Start of EXCERPTED TEXT

We should maintain that if an interpretation of any word in any religion leads to disharmony and does not positively further the welfare of the many, then such an interpretation is to be regarded as wrong; that is, against the will of God, or as the working of Satan or Mara.

Buddhadasa Bikkhu, a Thai Buddhist Monk

Monday, February 25, 2013

Weight Loss as Cultural Change

One key reason that it is so difficult to lose weight permanently is that it requires the losers of weight to go through a change of their eating preferences, habits, attitudes, and values, all of which taken together amounts to a significant change in a key part of their culture.  Those of us who have lived for significant periods of time in another culture understand that personal cultural change is not easy even when we are living in another culture where all of the cues around us encourage and sustain that change.  Trying to change our eating culture in the midst of the culture of obesity that we encounter every day is considerably more difficult.  Our culture encourages us to eat the way we always did, the way that massively encourages us to put on the pounds we want to shed.

End of EXCERPTED TEXT
Start of STORED DATA

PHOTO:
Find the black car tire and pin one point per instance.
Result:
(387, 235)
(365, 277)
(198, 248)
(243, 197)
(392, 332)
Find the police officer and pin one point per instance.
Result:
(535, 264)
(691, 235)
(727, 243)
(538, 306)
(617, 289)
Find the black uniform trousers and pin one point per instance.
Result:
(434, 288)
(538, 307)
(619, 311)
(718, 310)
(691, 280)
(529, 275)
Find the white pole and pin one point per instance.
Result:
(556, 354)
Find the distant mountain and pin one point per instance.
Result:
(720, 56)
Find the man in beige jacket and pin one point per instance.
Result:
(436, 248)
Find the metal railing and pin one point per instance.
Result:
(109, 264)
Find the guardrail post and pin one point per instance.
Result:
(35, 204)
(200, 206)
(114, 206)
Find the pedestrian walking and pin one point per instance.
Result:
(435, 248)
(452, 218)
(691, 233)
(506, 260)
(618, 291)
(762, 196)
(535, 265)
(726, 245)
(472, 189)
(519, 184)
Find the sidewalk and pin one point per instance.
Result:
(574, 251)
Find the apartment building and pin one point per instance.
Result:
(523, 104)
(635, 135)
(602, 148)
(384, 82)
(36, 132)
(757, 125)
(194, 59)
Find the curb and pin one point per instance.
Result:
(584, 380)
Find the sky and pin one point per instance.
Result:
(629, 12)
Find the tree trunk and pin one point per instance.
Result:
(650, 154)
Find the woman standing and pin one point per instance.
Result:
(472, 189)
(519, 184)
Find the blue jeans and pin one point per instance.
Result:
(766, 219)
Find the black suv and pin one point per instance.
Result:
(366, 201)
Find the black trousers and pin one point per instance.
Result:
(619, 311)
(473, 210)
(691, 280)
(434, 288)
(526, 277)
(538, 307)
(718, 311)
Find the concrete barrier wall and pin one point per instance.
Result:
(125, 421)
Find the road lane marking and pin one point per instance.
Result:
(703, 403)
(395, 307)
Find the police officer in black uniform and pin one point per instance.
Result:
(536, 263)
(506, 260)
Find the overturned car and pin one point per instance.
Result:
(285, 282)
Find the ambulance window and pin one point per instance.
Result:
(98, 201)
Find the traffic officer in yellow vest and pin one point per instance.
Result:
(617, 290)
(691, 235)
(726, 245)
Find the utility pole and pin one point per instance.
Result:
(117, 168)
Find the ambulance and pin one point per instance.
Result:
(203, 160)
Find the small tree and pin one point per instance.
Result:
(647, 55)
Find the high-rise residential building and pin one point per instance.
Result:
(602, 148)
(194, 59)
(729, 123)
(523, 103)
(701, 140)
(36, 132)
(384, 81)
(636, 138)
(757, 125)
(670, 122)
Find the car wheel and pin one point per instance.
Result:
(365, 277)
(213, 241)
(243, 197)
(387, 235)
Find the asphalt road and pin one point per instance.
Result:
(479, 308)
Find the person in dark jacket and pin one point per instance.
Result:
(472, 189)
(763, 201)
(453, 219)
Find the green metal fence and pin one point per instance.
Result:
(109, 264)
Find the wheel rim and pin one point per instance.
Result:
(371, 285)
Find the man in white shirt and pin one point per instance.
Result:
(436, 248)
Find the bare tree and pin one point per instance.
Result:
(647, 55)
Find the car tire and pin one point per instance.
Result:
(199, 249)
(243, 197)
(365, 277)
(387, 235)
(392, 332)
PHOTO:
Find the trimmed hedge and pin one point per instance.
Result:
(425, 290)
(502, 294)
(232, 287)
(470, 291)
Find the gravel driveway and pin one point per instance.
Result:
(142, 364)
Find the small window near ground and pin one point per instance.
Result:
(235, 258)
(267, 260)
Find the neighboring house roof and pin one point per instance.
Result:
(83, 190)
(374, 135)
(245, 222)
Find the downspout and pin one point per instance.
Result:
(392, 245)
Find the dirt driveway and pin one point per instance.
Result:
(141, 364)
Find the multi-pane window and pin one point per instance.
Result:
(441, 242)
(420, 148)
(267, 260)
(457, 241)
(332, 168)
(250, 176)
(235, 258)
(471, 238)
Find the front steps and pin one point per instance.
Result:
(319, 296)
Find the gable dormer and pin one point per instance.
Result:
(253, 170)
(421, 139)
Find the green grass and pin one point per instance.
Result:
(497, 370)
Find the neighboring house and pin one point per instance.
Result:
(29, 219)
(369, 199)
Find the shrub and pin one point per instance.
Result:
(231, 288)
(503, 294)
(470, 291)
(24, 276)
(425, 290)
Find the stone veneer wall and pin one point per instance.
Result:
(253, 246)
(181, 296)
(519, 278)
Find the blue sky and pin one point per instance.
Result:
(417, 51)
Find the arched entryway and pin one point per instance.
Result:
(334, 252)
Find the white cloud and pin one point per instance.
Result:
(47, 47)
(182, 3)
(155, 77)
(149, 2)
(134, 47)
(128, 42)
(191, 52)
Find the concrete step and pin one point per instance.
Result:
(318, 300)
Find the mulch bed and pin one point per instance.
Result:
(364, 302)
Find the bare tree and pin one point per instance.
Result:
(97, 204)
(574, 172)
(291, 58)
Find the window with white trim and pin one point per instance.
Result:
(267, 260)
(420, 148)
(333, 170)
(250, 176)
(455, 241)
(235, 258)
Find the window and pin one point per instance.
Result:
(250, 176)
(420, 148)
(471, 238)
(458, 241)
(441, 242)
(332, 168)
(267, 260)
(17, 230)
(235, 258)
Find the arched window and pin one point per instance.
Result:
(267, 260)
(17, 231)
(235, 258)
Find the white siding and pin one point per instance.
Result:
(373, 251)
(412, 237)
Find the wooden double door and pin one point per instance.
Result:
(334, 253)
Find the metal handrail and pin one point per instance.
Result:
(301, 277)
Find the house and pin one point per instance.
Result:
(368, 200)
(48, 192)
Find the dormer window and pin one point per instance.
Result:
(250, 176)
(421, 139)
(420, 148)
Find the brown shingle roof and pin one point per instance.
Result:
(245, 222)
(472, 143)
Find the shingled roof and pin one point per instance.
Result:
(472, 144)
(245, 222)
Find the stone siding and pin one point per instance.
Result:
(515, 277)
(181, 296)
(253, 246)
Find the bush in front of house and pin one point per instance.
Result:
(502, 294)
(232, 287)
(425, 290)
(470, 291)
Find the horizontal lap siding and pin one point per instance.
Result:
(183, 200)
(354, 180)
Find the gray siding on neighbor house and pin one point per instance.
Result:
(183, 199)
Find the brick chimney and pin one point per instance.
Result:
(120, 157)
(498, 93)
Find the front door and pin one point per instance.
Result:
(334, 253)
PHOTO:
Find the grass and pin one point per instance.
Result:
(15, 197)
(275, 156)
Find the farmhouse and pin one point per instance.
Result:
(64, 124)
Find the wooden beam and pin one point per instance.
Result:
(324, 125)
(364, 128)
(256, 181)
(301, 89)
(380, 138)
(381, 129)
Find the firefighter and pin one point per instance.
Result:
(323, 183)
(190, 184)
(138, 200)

End of STORED DATA

* [TASKS AND EXERCISES]
1. In the weight-loss post, what changes does permanent weight loss require of the people losing weight?
2. Extend the post on weight loss as cultural change, starting after its last sentence.
The listing comes from a separate source and is unrelated to the text.

* [ANSWERS FOR THIS EXERCISE]
1. A change of their eating preferences, habits, attitudes, and values.

2.
It is not "natural" for us to moderate our eating habits.  It is not "natural" to avoid refined sugar and refrain from consuming it.  It is not "natural" to eat things like pine nuts and drink things like green tea while not eating quantities of  "natural things" like breads, cheeses, and pizzas.  We grew up with soft drinks.  Most of us didn't drink tea until we were adults, if we do now.  What makes it so difficult to change is that all around us society goes on consuming what we should not consume and encouraging us to do so in many different ways from advertising to coffee hour at church.

Medical science may yet come up with a way for us to lose weight without giving up our culturally driven bad eating habits—probably will.  But, until that time comes, we best be working on changing our eating culture collectively.  We need the same cultural changes in attitudes and behaviors that have transformed smoking from desired to disgusting.  Amen.